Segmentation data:

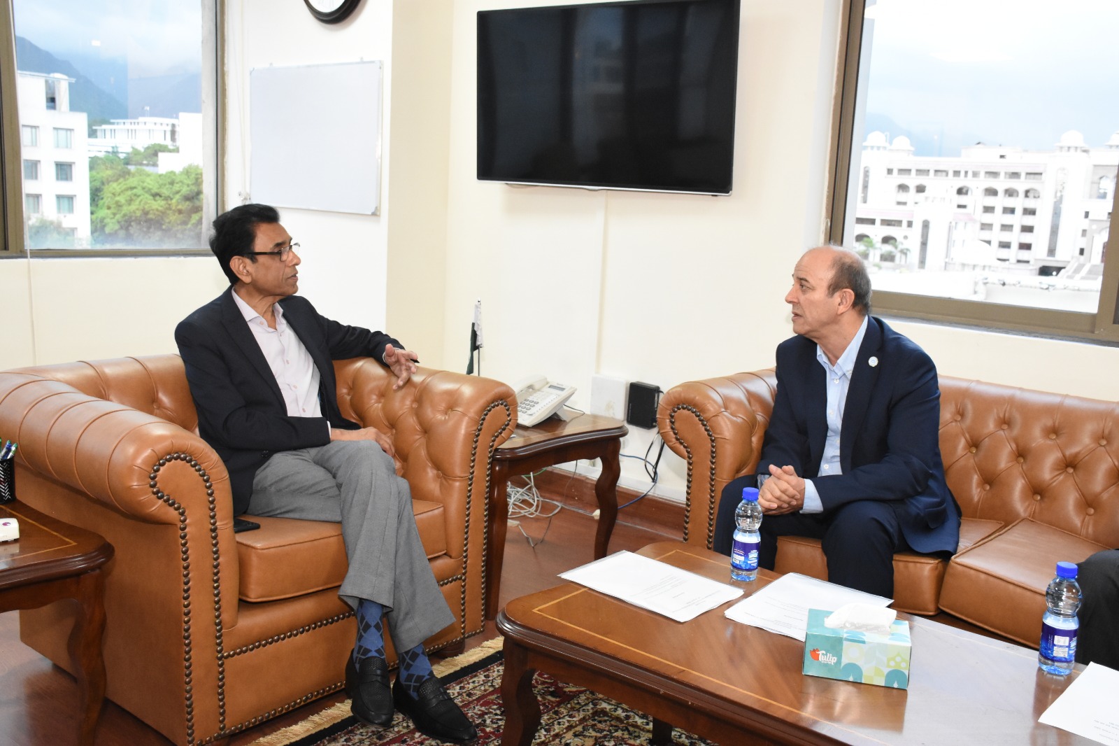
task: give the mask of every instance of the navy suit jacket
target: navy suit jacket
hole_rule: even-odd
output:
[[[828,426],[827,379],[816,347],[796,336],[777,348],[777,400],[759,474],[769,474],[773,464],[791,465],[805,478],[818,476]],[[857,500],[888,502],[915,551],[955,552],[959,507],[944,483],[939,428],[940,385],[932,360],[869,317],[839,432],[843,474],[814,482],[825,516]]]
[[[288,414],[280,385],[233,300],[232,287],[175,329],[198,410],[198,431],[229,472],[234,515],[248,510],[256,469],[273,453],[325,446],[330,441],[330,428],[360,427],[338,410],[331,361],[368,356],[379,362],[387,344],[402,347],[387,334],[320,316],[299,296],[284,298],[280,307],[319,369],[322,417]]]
* * *
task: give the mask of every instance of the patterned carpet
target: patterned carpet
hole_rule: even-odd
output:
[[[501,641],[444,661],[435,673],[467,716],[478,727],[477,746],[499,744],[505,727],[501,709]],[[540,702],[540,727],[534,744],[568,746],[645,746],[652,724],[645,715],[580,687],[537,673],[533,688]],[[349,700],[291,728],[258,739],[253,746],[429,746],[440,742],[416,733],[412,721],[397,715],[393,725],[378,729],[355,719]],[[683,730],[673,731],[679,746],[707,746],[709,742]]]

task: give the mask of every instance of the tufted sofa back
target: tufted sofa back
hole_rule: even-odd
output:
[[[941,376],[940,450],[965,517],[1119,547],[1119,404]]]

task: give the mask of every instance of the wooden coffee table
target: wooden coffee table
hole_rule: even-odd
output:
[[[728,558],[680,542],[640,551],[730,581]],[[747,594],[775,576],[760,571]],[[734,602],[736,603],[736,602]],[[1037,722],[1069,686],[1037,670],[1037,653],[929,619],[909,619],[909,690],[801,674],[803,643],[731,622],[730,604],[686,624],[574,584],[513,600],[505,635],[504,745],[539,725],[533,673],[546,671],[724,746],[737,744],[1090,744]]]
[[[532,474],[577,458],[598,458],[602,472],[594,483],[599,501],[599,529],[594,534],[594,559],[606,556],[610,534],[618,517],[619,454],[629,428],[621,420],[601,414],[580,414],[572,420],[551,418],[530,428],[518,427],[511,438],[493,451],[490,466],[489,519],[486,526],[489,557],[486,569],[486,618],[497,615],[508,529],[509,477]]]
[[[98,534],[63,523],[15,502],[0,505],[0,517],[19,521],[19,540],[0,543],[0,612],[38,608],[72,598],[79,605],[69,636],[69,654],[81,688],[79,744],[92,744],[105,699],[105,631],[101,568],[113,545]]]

• Task details
How many lines of the material above contain the string "jacket", with case counting? Reply with the number alone.

• Written reply
2